*Text under study:*
But at a suitable time, an empty bus arrived for me. This was now the third bus that seemed surprised to find an actual passenger for Dale. I guess this is not a heavily trafficked route. And I can see why: The road was cut into the sheer vertical mountainside as it dives into the deep fjord. It is narrow enough for a modern bus even if alone on the road. When occasionally we met a car, it had to wait for us at one of the small "pockets" along the road, hewn out for just this purpose. Lucky thing we did not meet another bus or a lorry...

But eventually we arrived in Dale. I had an hour to catch the next ferry. This was no sorrow; I bought plenty of yoghurt so I know I have that. And I also bought a deodorant and matching shaving gel. (I ran off without my Gucci Rush personal hygiene series too. They didn't have that here, so I settled for something cheaper.)

I also stopped by the library. Long time readers may remember that this was where I, at the onset of puberty, read up on the theory of human sexuality and found several intriguing differences from the goats. Always useful to know. -Now in all honesty, this wasn't my first contact with a library: My family have been avid users of public libraries for as long as I can remember.

Arriving at the ferry itself, I was struck with even stronger sense of familiarity. Many shops have moved or been replaced since I went to school in Dale, but the fjord remains the same. And probably will, a hundred thousand years after all our houses are gone.

*Assigned task A:*
Translate this sentence from the travel account about Dale into French: "Many shops have moved or been replaced since I went to school in Dale, but the fjord remains the same."
*Assigned task B:*
Continue the travel account about Dale beyond its final paragraph.

Saved entries:

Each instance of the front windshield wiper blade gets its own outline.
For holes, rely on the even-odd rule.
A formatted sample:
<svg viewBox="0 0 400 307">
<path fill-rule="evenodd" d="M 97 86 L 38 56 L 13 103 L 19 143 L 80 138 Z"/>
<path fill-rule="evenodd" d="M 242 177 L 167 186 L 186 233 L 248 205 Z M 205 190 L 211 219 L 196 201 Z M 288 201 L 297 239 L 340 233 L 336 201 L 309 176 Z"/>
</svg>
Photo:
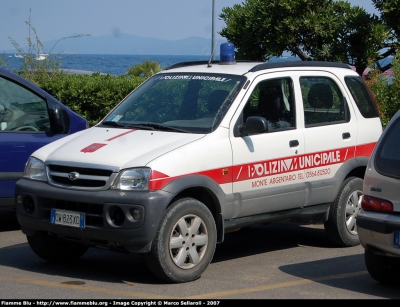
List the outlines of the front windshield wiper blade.
<svg viewBox="0 0 400 307">
<path fill-rule="evenodd" d="M 137 129 L 145 129 L 145 130 L 162 130 L 162 131 L 174 131 L 174 132 L 184 132 L 189 133 L 187 130 L 174 128 L 170 126 L 164 126 L 160 124 L 152 124 L 152 123 L 141 123 L 141 124 L 122 124 L 113 121 L 105 121 L 102 122 L 103 125 L 106 126 L 114 126 L 114 127 L 122 127 L 122 128 L 137 128 Z"/>
<path fill-rule="evenodd" d="M 132 125 L 129 125 L 129 127 L 189 133 L 189 131 L 184 130 L 184 129 L 179 129 L 179 128 L 175 128 L 175 127 L 171 127 L 171 126 L 164 126 L 164 125 L 160 125 L 160 124 L 153 124 L 153 123 L 132 124 Z"/>
<path fill-rule="evenodd" d="M 102 125 L 106 125 L 106 126 L 114 126 L 114 127 L 123 127 L 123 128 L 126 128 L 126 125 L 125 125 L 125 124 L 120 124 L 120 123 L 117 123 L 117 122 L 113 122 L 113 121 L 111 121 L 111 120 L 102 122 L 101 124 L 102 124 Z"/>
</svg>

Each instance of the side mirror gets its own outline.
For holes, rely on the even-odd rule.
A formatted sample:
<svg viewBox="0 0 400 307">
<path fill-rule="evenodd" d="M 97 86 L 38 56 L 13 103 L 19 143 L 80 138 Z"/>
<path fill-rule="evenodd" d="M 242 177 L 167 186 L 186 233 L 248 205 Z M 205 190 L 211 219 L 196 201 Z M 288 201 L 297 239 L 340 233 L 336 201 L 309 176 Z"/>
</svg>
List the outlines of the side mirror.
<svg viewBox="0 0 400 307">
<path fill-rule="evenodd" d="M 64 110 L 59 105 L 54 105 L 54 107 L 49 110 L 49 116 L 51 132 L 55 134 L 68 133 L 64 120 Z"/>
<path fill-rule="evenodd" d="M 268 122 L 264 117 L 250 116 L 246 123 L 239 127 L 239 132 L 241 136 L 268 132 Z"/>
</svg>

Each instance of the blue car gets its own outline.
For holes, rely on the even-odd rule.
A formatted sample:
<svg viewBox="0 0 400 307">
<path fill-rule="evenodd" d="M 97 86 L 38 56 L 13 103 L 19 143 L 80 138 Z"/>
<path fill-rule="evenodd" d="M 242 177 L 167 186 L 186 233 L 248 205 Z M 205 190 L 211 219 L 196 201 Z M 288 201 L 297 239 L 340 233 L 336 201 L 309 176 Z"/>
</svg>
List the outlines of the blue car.
<svg viewBox="0 0 400 307">
<path fill-rule="evenodd" d="M 14 189 L 29 156 L 88 122 L 33 83 L 0 69 L 0 208 L 14 207 Z"/>
</svg>

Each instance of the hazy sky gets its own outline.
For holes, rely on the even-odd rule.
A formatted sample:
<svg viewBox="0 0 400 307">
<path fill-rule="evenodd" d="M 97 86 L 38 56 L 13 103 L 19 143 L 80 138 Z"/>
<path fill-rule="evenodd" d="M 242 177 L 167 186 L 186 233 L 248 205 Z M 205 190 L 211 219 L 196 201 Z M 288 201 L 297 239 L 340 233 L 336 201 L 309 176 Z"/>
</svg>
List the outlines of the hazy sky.
<svg viewBox="0 0 400 307">
<path fill-rule="evenodd" d="M 215 31 L 224 27 L 223 7 L 244 0 L 214 0 Z M 352 5 L 377 14 L 371 0 Z M 190 36 L 211 38 L 213 0 L 0 0 L 0 51 L 14 50 L 9 37 L 27 44 L 29 19 L 42 42 L 77 34 L 101 36 L 127 33 L 177 40 Z M 216 35 L 216 39 L 218 39 Z"/>
</svg>

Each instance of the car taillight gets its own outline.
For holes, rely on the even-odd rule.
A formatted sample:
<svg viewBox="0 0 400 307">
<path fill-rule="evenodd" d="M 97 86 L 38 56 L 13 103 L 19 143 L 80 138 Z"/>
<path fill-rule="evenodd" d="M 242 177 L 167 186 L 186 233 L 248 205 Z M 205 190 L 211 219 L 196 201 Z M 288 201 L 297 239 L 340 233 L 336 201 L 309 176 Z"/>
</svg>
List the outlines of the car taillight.
<svg viewBox="0 0 400 307">
<path fill-rule="evenodd" d="M 363 195 L 361 208 L 367 211 L 393 212 L 393 204 L 385 199 Z"/>
</svg>

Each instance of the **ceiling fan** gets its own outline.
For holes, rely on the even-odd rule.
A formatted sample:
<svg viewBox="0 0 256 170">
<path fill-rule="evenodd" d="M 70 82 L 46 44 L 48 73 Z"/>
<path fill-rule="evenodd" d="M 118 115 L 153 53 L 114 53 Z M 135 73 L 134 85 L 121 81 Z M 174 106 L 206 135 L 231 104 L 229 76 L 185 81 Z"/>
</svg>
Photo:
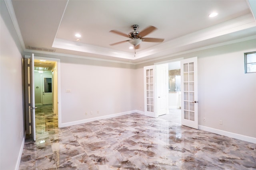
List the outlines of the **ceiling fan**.
<svg viewBox="0 0 256 170">
<path fill-rule="evenodd" d="M 132 28 L 134 30 L 134 31 L 131 32 L 127 35 L 125 33 L 123 33 L 117 30 L 111 30 L 110 32 L 114 33 L 120 35 L 122 35 L 126 37 L 130 38 L 130 39 L 127 40 L 123 41 L 122 41 L 118 42 L 117 43 L 114 43 L 110 44 L 110 45 L 114 45 L 117 44 L 120 44 L 121 43 L 124 43 L 126 41 L 128 41 L 130 44 L 132 44 L 134 46 L 134 57 L 135 55 L 135 49 L 140 48 L 140 44 L 142 41 L 145 42 L 157 42 L 161 43 L 164 41 L 164 39 L 162 38 L 144 38 L 144 37 L 147 35 L 148 34 L 151 33 L 153 31 L 155 31 L 157 28 L 154 26 L 149 26 L 143 31 L 141 32 L 137 31 L 137 29 L 139 27 L 139 25 L 133 25 L 131 26 Z"/>
</svg>

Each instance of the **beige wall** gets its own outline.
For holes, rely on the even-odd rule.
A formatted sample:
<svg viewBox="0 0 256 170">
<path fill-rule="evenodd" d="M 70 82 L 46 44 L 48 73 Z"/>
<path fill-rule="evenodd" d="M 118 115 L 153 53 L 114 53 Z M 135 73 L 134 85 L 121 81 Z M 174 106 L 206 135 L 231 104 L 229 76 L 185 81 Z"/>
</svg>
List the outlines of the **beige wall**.
<svg viewBox="0 0 256 170">
<path fill-rule="evenodd" d="M 62 123 L 134 109 L 134 70 L 130 66 L 101 61 L 92 64 L 87 60 L 73 58 L 70 62 L 66 59 L 61 59 Z M 71 93 L 66 93 L 66 89 Z"/>
<path fill-rule="evenodd" d="M 253 51 L 256 51 L 256 40 L 140 64 L 136 66 L 136 83 L 143 83 L 145 66 L 198 57 L 199 124 L 255 138 L 256 73 L 245 74 L 244 70 L 244 53 Z M 136 92 L 134 102 L 138 109 L 144 104 L 144 93 Z M 219 124 L 220 120 L 222 125 Z"/>
<path fill-rule="evenodd" d="M 4 2 L 0 3 L 0 169 L 14 170 L 24 141 L 24 70 L 17 34 Z"/>
</svg>

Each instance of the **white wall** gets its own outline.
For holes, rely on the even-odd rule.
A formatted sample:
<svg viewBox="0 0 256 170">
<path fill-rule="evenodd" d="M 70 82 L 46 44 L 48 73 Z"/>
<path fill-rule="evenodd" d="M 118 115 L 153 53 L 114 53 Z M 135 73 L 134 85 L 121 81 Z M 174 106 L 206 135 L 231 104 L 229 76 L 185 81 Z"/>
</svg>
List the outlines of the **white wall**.
<svg viewBox="0 0 256 170">
<path fill-rule="evenodd" d="M 66 57 L 60 62 L 62 123 L 134 109 L 130 66 Z"/>
<path fill-rule="evenodd" d="M 14 170 L 24 142 L 22 57 L 4 2 L 0 1 L 0 169 Z"/>
<path fill-rule="evenodd" d="M 244 71 L 244 53 L 253 51 L 256 40 L 138 64 L 136 74 L 141 77 L 143 67 L 154 63 L 198 57 L 199 124 L 256 138 L 256 73 L 245 74 Z M 137 80 L 143 83 L 142 79 Z M 137 93 L 139 106 L 143 104 L 144 94 Z"/>
</svg>

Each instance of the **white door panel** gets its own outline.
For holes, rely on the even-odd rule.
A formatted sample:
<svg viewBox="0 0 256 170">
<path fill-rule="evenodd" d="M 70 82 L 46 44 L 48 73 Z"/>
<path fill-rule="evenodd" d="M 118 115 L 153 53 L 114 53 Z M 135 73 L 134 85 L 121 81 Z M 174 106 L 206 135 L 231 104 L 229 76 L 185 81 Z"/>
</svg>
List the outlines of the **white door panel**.
<svg viewBox="0 0 256 170">
<path fill-rule="evenodd" d="M 145 115 L 153 117 L 168 112 L 168 64 L 144 67 Z"/>
<path fill-rule="evenodd" d="M 26 111 L 26 133 L 31 134 L 36 141 L 35 89 L 34 80 L 34 54 L 25 59 L 25 102 Z"/>
<path fill-rule="evenodd" d="M 52 104 L 52 76 L 42 76 L 43 105 Z"/>
<path fill-rule="evenodd" d="M 156 65 L 158 117 L 168 113 L 168 64 Z"/>
</svg>

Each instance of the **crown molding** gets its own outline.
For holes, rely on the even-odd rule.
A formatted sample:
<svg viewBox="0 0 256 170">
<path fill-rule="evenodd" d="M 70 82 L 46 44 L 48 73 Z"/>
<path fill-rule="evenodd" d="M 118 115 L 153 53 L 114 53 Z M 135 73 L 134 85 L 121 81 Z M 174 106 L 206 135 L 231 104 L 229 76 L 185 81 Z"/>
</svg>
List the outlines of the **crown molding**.
<svg viewBox="0 0 256 170">
<path fill-rule="evenodd" d="M 16 16 L 15 16 L 15 13 L 13 9 L 13 7 L 12 6 L 12 1 L 11 0 L 4 0 L 4 2 L 6 6 L 7 10 L 12 20 L 12 21 L 14 26 L 14 29 L 15 29 L 16 33 L 17 33 L 17 35 L 19 38 L 20 45 L 21 45 L 22 49 L 24 51 L 26 49 L 25 43 L 24 43 L 24 41 L 23 41 L 23 39 L 21 35 L 19 24 L 18 23 L 18 21 L 16 18 Z"/>
</svg>

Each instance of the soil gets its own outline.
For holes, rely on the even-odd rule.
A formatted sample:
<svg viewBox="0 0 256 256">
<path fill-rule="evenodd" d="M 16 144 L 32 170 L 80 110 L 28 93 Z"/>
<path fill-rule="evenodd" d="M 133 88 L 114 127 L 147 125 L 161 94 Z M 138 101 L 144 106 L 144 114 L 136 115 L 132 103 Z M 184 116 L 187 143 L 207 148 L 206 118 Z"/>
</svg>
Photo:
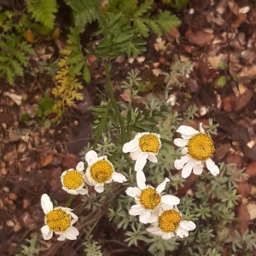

*Task response A:*
Beaucoup de magasins ont déménagé ou ont été remplacés depuis que j'allais à l'école à Dale, mais le fjord reste le même.

*Task response B:*
***

Leaving the ferry, I once again set my feet on the soil of Rivedal, the indomitable village where I grew up (at least physically) till I moved out at the age of 15. I still have rather mixed emotions about the place, but it was certainly a special feeling to be there again. I started walking - the farm is only ca 3 km from the ferry. And soon I saw the mountainside that looms over my childhood home. I have lived in the shadow of the mountains for 15 years, and you may still see it sometimes, I guess.

Still, it was a thrill to see the first glimpses of the place that was my home. Almost every step of the way was filled with memories, most of them still inaccessible to me, but flitting around the edges of my mind like ghosts of dreams dreamt long before you wake. As I came closer, I could see changes, on the neighboring farms and my brother's. Oh yes, there is quite a bit of change, and yet some things remain. The old and the new. An almost unconscious continuity. I am more acutely aware of it now than I ever was before.

***

And then I was "home". I met my youngest brother outside. His wife was inside entertaining a female organist from Russia; but that's a long and entirely irrelevant story. It is just so typical of her. Anyway, I am here. And I have been thinking. (I have also been taking photographs. But all in due time, I hope.)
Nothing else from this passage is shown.